My code is as follows for creating the mask:
% --------------------------------------------------------
r = 40; % the radius of the circle from which the conic mask is to be extracted, it is large enough to accomodate the rectangle boundariesl, depends upon the size of the rectangle
cx = 76.6;
cy = 44.1;
Theta = 30; % Angle of conic section/sector
Theta1 = Theta / 2; % Get the angle divided between two linesegment slopes
ix = 3*r; iy = 3*r; % To get big enough meshgrid/image, three times the radius !! @Sean de: HERE THE PROBLEM IS!!

EXERCISE SET
(1) In the mask code, substitute "disk" for "circle" and write out the part that begins at "My code is as" and stops after "THE PROBLEM IS!!".
(2) According to the mask code, what value is assigned to Theta?
(3) Write the next part of the mask code, picking up after its last line.
The listing below comes from a separate source.

DATA
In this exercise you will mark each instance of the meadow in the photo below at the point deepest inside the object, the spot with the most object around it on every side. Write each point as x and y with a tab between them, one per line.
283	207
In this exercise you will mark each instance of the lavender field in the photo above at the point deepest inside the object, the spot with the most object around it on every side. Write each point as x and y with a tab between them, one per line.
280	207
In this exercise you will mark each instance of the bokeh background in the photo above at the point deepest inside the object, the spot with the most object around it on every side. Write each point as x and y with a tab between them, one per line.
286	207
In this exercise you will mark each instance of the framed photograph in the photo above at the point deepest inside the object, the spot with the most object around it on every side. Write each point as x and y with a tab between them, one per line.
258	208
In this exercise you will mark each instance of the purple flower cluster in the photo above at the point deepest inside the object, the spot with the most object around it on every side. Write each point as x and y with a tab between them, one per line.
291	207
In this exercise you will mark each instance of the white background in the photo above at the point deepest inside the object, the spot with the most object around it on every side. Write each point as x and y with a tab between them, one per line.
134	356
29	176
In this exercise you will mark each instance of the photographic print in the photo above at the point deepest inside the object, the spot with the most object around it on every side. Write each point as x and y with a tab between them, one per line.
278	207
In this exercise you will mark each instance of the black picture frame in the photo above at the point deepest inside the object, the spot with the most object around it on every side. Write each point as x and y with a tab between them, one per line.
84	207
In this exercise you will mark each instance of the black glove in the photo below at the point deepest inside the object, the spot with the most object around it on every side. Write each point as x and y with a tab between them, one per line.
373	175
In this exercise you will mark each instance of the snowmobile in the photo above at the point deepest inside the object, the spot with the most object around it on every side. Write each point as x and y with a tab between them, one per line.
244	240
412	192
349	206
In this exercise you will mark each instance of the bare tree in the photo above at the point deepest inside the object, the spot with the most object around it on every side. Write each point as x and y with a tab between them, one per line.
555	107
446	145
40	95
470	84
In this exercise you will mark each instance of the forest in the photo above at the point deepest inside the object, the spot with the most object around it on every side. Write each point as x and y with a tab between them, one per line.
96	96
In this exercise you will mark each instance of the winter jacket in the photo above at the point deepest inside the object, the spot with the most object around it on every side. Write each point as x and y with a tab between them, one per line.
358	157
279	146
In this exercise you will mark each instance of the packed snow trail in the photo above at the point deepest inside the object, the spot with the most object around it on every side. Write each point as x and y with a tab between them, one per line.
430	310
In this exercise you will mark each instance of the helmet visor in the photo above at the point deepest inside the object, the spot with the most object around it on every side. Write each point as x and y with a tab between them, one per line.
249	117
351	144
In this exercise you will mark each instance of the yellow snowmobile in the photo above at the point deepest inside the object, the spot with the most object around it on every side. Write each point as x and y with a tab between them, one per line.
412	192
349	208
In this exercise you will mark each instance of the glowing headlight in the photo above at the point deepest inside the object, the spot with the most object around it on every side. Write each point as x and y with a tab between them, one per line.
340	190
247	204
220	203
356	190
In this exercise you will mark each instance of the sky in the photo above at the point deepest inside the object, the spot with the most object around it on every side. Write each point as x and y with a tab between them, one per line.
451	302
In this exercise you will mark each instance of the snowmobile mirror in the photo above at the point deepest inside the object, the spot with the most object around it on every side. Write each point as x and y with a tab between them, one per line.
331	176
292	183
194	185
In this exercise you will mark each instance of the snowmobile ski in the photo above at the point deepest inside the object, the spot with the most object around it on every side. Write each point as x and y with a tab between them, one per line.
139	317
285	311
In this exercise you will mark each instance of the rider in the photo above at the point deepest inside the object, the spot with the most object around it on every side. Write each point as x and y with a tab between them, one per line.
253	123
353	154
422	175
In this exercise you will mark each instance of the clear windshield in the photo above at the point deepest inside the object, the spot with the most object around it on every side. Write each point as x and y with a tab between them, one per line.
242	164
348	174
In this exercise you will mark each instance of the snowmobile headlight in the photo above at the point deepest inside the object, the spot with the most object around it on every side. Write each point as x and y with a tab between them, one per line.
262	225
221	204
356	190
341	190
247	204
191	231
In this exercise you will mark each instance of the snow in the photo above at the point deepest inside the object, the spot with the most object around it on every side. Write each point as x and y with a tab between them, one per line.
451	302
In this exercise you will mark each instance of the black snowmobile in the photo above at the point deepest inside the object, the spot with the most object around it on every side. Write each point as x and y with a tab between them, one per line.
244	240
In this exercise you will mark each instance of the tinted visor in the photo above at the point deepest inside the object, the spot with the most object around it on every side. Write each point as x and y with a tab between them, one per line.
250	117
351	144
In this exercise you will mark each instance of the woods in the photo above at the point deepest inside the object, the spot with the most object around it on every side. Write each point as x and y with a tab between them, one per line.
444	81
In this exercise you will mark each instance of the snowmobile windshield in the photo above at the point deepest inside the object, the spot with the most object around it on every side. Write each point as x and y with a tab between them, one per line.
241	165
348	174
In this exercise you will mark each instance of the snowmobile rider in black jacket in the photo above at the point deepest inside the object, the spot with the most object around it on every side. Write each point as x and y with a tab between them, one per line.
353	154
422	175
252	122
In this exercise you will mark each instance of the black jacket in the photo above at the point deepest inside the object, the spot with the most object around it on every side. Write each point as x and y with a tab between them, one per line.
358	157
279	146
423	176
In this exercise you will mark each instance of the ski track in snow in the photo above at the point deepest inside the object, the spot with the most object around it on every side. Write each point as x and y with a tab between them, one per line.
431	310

RESPONSES PER TASK
(1)
My code is as follows for creating the mask:
% --------------------------------------------------------
r = 40; % the radius of the disk from which the conic mask is to be extracted, it is large enough to accomodate the rectangle boundariesl, depends upon the size of the rectangle
cx = 76.6;
cy = 44.1;
Theta = 30; % Angle of conic section/sector
Theta1 = Theta / 2; % Get the angle divided between two linesegment slopes
ix = 3*r; iy = 3*r; % To get big enough meshgrid/image, three times the radius !! @Sean de: HERE THE PROBLEM IS!!

(2) 30

(3)
[X, Y] = meshgrid(-(cx - 1):(ix - cx), -(cy - 1): (iy - cy));
c_mask = ((X.^2 + Y.^2) <= r^2); % Get a circulat mask
Slope = tand(Theta1); % Create a line segment with the slope Theta1
l1 = Y - Slope * X;
L1 = (l1 < 0.0);
Slope = tand(-Theta1); % Create another line segment with slope -Theta1
l2 = Y - Slope * X;
L2 = (l2 > 0.0);
Sector = immultiply(L1,L2); % Get the sector common between two line segments
c_mask = immultiply(Sector, c_mask); % Get the conic section of the circular mask at the defined x-y
% DISPLAY MASK
figure ,
subplot(311), imshow(L1), title('Line 1')
axis on, hold on
subplot(312), imshow(L2), title('Line 2')
axis on, hold on
subplot(313), imshow(Sector), title('Conic sector')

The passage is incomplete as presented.